Written request: Select every line in the records below that contains the word "distant", and copy each one unchanged.
[START Extracted data]
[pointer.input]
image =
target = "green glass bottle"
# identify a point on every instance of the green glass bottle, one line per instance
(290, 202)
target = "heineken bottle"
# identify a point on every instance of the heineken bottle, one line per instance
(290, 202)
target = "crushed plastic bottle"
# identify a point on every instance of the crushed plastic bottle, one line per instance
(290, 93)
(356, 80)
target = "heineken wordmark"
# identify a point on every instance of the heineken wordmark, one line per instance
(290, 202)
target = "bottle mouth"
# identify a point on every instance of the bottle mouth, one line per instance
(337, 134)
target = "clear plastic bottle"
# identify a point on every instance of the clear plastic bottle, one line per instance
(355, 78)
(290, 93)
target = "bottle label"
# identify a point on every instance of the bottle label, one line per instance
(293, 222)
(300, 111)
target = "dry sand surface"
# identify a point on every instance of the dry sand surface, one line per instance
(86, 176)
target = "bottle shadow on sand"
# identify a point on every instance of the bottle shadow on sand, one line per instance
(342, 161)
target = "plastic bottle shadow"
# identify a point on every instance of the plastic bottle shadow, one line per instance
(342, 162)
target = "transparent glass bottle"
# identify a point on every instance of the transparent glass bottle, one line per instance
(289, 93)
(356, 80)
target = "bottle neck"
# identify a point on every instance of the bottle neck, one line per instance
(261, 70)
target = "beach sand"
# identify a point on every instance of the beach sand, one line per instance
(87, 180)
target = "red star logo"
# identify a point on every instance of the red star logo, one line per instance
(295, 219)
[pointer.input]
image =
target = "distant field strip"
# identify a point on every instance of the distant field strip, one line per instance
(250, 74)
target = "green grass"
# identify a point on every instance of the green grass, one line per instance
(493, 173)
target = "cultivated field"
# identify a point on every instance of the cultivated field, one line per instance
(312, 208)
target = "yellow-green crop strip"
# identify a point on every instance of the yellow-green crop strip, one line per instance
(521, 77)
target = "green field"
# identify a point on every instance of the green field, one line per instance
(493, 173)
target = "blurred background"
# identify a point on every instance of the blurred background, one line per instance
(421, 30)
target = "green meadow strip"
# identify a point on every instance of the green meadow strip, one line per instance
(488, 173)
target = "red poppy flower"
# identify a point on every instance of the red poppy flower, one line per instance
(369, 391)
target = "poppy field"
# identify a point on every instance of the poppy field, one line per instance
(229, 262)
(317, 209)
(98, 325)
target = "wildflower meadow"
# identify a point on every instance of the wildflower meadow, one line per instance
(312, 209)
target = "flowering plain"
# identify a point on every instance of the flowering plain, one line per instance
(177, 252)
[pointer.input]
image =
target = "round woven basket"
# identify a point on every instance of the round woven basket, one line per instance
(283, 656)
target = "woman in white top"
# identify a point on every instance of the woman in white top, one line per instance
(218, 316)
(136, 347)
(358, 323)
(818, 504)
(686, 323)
[END Extracted data]
[START Extracted data]
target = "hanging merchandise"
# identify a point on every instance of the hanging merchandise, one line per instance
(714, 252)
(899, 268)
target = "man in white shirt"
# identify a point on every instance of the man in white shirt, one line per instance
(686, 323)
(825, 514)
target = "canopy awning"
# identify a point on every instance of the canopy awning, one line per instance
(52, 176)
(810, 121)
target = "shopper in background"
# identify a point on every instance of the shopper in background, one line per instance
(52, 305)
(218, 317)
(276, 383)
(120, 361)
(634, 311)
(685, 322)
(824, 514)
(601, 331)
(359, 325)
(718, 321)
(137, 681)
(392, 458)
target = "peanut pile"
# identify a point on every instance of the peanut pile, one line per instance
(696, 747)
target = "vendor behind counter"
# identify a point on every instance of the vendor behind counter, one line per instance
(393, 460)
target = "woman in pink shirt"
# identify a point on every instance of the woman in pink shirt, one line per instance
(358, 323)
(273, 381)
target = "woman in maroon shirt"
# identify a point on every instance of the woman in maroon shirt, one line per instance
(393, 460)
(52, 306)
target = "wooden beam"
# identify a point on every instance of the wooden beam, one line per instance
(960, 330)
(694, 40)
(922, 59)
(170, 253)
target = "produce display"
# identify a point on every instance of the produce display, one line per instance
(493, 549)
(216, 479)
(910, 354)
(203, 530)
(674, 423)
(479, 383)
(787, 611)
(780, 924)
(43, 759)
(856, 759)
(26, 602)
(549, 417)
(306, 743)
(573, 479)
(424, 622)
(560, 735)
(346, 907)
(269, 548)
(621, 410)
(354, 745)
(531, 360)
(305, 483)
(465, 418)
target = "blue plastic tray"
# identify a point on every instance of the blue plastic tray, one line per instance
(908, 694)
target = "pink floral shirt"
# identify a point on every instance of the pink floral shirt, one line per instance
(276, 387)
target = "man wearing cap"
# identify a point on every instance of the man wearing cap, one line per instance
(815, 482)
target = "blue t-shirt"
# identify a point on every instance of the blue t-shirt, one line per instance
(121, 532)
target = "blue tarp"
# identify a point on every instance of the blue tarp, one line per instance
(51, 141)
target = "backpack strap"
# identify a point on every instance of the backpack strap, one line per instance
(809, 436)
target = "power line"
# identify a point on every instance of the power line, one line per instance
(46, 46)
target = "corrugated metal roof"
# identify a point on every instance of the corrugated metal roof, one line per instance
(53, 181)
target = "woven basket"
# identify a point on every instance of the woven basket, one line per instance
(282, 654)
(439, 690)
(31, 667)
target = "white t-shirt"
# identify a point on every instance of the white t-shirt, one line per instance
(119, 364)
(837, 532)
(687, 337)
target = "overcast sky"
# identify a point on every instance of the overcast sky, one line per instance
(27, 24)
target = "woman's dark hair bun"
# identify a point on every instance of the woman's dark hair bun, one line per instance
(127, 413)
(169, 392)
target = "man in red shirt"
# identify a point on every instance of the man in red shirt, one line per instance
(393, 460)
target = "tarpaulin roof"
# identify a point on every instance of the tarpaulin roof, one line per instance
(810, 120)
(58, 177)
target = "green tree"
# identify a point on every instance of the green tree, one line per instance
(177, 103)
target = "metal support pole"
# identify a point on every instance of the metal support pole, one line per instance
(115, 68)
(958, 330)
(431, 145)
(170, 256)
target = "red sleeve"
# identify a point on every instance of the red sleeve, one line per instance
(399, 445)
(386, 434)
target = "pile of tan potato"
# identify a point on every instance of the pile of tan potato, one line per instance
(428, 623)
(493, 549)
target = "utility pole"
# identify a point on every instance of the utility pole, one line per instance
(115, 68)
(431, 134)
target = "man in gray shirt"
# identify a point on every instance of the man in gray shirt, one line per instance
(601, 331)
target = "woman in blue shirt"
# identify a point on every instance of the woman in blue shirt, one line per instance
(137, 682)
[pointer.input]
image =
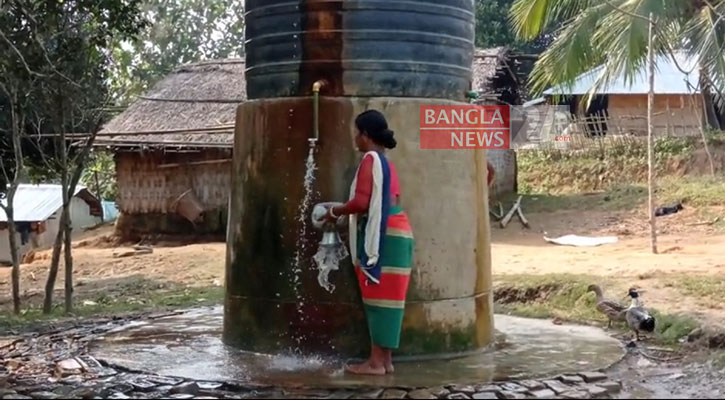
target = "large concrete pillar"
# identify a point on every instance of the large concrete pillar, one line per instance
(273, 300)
[END Extracted data]
[START Extracted data]
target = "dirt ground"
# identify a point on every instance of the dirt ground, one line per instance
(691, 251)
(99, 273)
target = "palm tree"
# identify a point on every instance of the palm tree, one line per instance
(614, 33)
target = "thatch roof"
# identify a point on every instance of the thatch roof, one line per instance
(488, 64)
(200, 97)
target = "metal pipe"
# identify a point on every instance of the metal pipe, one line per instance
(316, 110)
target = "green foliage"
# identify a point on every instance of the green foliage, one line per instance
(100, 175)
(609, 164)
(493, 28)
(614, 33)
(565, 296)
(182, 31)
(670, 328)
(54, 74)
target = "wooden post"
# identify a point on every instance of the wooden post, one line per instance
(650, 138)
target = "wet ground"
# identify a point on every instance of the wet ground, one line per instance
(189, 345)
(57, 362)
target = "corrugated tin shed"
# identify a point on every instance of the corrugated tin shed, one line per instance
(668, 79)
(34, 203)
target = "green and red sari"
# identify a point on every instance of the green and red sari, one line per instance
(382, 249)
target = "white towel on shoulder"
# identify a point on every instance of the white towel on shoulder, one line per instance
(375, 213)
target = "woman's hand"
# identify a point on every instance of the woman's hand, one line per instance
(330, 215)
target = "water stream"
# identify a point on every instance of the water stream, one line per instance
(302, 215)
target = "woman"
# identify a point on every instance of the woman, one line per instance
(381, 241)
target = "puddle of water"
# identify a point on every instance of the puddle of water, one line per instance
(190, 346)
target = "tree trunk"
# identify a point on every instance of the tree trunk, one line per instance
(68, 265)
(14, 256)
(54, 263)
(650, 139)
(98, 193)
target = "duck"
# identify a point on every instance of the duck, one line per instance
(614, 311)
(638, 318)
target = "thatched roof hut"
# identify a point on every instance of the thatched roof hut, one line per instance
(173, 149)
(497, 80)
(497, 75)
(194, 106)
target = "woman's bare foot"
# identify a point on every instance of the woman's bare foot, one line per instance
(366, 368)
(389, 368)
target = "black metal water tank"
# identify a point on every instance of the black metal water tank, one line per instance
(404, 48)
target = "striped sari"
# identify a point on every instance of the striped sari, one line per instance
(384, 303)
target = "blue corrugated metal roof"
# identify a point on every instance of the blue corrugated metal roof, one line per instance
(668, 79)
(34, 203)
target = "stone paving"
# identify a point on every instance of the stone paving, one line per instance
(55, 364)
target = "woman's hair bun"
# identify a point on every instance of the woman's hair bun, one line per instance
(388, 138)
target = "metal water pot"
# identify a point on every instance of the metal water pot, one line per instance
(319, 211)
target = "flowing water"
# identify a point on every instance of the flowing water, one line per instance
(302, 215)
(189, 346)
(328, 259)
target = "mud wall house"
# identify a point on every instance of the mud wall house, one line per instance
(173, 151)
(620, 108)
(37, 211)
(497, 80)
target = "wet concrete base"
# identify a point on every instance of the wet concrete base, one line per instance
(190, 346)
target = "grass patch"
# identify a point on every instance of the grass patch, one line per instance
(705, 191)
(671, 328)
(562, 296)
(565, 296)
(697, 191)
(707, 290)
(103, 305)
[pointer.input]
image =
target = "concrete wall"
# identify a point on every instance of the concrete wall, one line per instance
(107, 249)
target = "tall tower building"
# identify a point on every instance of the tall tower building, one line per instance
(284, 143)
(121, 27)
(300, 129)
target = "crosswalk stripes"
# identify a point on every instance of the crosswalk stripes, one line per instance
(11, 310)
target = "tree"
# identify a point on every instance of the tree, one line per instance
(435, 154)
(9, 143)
[END Extracted data]
Task result:
target = "distant field strip"
# identify a point on every instance of the distant field strip, one line per instance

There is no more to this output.